>> begin

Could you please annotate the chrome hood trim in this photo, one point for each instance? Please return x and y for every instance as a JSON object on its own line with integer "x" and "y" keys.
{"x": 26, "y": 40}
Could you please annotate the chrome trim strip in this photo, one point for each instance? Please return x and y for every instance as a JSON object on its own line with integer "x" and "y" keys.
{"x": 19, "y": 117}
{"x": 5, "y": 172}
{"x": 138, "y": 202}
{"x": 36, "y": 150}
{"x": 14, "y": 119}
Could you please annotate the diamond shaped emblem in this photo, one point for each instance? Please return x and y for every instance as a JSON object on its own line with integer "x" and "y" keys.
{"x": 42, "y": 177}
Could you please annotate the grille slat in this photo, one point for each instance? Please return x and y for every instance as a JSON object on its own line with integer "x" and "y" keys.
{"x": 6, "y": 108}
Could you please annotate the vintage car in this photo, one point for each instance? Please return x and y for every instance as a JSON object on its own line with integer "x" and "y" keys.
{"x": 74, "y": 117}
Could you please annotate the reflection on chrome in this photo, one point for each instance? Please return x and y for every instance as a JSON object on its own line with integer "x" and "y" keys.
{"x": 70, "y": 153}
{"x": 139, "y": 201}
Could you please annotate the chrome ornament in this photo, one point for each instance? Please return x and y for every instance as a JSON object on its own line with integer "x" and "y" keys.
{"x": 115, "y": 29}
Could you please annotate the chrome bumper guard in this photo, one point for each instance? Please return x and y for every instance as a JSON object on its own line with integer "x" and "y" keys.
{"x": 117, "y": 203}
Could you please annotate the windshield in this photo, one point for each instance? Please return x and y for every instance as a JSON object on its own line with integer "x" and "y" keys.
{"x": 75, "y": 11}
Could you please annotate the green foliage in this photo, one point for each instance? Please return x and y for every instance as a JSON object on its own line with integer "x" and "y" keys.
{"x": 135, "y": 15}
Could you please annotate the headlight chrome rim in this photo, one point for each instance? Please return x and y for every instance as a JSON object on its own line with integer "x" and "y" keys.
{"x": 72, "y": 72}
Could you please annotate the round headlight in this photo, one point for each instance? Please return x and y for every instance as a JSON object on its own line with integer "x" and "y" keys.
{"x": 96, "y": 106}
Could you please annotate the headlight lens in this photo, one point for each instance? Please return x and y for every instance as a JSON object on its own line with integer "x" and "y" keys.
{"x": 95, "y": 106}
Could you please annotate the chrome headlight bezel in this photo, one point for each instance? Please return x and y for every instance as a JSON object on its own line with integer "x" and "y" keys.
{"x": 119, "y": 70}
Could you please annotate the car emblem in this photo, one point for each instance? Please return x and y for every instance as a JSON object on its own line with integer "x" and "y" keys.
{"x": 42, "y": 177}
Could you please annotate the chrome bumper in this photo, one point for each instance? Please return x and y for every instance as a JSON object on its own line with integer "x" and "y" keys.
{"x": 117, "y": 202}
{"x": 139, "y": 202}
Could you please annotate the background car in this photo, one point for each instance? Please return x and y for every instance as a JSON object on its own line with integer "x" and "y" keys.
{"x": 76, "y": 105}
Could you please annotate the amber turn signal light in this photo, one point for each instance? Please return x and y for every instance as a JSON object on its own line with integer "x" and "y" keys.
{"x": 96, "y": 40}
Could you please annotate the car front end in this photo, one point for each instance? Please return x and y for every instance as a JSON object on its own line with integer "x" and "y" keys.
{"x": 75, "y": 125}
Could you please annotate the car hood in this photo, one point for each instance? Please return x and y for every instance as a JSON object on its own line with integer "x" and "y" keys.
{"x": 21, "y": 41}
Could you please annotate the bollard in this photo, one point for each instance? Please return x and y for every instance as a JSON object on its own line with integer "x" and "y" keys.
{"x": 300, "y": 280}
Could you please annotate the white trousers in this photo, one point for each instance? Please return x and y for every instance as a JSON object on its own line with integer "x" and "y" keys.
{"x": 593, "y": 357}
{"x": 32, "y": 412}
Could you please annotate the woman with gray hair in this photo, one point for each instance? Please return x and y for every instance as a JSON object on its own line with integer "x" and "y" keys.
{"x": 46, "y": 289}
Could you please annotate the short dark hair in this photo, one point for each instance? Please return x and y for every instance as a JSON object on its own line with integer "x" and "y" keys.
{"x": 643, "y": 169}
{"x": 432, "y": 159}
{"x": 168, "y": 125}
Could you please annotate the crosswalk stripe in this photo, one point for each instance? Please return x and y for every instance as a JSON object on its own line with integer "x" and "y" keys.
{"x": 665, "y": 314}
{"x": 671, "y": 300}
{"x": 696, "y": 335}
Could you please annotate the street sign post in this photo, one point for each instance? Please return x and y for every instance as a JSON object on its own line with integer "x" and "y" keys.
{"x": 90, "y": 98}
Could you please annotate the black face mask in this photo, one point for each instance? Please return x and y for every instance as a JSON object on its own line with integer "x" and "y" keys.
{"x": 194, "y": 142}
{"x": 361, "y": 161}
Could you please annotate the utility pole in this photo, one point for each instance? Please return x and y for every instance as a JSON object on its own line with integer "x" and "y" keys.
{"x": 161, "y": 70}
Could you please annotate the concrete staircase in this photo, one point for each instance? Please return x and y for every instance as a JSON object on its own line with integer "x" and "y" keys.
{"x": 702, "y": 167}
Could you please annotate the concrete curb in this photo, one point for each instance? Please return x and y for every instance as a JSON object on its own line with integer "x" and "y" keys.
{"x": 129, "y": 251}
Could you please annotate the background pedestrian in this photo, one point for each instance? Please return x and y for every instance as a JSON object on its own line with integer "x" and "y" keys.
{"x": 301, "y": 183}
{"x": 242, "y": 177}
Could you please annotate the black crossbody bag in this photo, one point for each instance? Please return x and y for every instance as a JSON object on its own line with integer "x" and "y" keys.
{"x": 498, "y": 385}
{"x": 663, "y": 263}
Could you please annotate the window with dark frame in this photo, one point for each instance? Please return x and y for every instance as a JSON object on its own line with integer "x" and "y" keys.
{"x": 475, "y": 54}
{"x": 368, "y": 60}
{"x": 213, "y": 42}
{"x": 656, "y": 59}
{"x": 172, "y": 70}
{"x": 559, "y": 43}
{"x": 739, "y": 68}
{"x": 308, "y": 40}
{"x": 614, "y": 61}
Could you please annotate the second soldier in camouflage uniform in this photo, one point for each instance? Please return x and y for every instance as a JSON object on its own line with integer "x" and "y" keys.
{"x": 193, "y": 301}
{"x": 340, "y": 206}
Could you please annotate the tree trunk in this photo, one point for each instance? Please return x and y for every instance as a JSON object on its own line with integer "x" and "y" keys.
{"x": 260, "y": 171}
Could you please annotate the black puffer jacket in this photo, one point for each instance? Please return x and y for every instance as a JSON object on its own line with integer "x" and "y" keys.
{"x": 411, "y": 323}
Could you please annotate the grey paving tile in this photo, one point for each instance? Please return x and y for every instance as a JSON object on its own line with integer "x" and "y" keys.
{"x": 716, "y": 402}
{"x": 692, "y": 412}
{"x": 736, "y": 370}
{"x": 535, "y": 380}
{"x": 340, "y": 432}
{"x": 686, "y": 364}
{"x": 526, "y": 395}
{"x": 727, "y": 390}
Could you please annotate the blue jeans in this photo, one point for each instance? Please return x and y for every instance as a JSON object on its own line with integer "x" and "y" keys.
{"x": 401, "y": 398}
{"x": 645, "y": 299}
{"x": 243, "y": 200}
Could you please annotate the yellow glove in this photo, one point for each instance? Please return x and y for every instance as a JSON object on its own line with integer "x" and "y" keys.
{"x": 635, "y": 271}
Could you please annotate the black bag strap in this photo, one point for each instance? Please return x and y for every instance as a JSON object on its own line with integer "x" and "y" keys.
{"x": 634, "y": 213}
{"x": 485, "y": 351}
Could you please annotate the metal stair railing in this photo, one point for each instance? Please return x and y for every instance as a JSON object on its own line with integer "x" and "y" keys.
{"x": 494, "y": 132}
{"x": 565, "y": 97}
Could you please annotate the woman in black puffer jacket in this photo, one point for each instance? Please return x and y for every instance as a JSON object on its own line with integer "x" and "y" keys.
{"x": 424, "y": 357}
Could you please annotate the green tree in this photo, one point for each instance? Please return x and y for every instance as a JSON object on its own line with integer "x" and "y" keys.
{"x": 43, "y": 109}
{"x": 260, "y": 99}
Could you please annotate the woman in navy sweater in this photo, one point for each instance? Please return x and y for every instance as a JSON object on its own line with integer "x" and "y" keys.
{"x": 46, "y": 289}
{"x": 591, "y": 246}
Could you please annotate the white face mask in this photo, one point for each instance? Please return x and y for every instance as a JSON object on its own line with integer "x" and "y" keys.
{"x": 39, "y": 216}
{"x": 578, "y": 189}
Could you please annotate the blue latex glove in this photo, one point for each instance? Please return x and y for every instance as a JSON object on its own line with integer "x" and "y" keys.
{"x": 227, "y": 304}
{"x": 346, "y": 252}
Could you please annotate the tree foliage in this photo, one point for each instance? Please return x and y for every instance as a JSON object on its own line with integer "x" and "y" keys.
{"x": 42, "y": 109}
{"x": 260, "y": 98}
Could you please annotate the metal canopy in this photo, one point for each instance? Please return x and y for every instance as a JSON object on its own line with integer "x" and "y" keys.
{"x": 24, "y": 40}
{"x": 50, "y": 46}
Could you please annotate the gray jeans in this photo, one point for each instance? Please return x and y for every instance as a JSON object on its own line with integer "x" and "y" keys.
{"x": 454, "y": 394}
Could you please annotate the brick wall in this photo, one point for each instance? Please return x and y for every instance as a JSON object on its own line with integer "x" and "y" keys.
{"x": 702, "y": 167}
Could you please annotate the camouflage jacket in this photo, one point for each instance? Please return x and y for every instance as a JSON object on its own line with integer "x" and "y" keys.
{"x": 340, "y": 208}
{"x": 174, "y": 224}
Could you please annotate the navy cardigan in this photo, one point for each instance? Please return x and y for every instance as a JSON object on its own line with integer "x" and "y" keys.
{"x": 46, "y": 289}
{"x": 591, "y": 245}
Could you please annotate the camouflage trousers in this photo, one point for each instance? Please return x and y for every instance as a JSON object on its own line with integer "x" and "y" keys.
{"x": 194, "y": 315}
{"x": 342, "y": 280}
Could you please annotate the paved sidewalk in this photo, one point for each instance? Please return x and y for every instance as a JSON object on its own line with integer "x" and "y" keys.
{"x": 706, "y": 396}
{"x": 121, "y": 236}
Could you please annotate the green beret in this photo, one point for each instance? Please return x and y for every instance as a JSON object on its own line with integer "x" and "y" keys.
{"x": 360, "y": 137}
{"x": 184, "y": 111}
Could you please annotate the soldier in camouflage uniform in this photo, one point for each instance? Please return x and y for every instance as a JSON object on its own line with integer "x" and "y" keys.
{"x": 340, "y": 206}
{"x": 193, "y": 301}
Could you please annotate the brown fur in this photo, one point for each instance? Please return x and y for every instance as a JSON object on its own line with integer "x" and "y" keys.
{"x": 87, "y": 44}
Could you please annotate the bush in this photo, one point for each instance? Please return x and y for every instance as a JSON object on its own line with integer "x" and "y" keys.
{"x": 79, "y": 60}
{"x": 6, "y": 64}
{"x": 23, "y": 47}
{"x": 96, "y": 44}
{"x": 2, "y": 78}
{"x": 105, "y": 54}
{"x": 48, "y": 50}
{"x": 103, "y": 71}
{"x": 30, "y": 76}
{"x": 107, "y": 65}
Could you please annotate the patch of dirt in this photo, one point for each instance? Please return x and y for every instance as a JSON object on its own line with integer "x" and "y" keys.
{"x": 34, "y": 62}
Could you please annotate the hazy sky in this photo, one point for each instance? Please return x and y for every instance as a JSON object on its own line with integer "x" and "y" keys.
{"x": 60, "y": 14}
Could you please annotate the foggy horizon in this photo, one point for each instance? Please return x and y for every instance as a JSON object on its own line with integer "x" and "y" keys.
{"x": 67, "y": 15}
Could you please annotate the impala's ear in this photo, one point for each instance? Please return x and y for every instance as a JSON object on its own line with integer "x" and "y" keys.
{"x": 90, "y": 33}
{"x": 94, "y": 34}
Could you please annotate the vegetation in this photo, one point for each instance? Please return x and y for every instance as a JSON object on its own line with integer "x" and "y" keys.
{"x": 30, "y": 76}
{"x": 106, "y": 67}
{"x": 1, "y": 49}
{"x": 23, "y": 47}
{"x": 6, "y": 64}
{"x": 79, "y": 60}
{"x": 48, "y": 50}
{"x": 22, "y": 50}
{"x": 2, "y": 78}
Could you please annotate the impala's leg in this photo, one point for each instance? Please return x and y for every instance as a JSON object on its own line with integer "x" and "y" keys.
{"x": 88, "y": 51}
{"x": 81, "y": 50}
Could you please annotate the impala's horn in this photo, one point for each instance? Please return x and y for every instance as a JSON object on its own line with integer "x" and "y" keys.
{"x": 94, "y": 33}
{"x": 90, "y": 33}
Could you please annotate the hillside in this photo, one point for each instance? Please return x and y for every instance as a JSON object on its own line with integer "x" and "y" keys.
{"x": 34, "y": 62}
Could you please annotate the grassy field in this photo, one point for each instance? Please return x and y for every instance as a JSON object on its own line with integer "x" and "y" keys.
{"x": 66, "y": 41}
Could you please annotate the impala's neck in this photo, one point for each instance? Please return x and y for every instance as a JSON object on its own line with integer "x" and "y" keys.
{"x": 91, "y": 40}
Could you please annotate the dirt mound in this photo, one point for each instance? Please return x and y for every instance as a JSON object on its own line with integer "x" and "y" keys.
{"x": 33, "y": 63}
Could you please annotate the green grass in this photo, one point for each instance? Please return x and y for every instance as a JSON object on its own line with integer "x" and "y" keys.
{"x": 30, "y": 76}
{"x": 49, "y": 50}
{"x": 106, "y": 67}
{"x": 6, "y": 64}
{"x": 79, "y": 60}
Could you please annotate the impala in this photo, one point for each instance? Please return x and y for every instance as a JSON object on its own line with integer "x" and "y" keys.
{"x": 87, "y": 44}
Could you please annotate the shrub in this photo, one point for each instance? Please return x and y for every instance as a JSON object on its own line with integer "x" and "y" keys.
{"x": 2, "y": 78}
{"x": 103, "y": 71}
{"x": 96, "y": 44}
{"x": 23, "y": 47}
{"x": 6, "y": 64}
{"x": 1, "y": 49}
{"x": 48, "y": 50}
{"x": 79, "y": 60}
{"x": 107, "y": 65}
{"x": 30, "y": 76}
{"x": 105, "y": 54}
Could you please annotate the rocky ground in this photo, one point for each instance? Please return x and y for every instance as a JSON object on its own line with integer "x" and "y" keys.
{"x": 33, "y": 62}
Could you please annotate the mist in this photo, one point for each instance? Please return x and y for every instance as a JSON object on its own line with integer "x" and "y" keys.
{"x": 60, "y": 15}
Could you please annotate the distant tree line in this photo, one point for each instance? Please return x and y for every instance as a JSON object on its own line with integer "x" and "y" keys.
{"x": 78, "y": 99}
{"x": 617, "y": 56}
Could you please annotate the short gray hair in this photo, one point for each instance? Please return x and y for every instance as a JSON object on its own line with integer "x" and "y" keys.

>> end

▶ Given exercise
The answer consists only of the lines from the one containing "Could you please annotate the dirt" to the end of the records, each written out exactly.

▶ Answer to this task
Could you please annotate the dirt mound in this photo, one point for each instance? Please return x and y for every instance as a JSON object on its own line with integer "x" and "y" keys.
{"x": 33, "y": 63}
Could you please annotate the green grass in this photo, one point for each instance? Please return x and y for every instance as a JSON object on its own line with integer "x" and "y" keys.
{"x": 30, "y": 76}
{"x": 49, "y": 50}
{"x": 106, "y": 67}
{"x": 6, "y": 64}
{"x": 79, "y": 60}
Could you please annotate the impala in this photo, one point for each instance? Please return x and y for every instance as a JSON object on its own line with integer "x" and "y" keys.
{"x": 87, "y": 44}
Could you please annotate the shrub in this photo, one point for each instance? Please return x and y for every instance as a JSON object on its own line with integer "x" and "y" keys.
{"x": 2, "y": 78}
{"x": 103, "y": 71}
{"x": 96, "y": 44}
{"x": 23, "y": 47}
{"x": 6, "y": 64}
{"x": 1, "y": 49}
{"x": 48, "y": 50}
{"x": 79, "y": 60}
{"x": 107, "y": 65}
{"x": 30, "y": 76}
{"x": 105, "y": 54}
Could you please annotate the rocky ground in this photo, one point for each instance? Please return x and y for every instance as a JSON object on its own line with integer "x" and "y" keys.
{"x": 33, "y": 62}
Could you please annotate the mist in this photo, one point for each instance? Please return x and y for every instance as a JSON object on its own line with integer "x" and "y" keys.
{"x": 60, "y": 15}
Could you please annotate the distant tree line in this photo, one point for each instance? Please return x and y for every instance as a JSON object on its own line with integer "x" and "y" keys.
{"x": 78, "y": 99}
{"x": 617, "y": 56}
Could you please annotate the short gray hair in this photo, one point for each instance? Please return x and y for every instance as a JSON object on its own line with integer "x" and "y" keys.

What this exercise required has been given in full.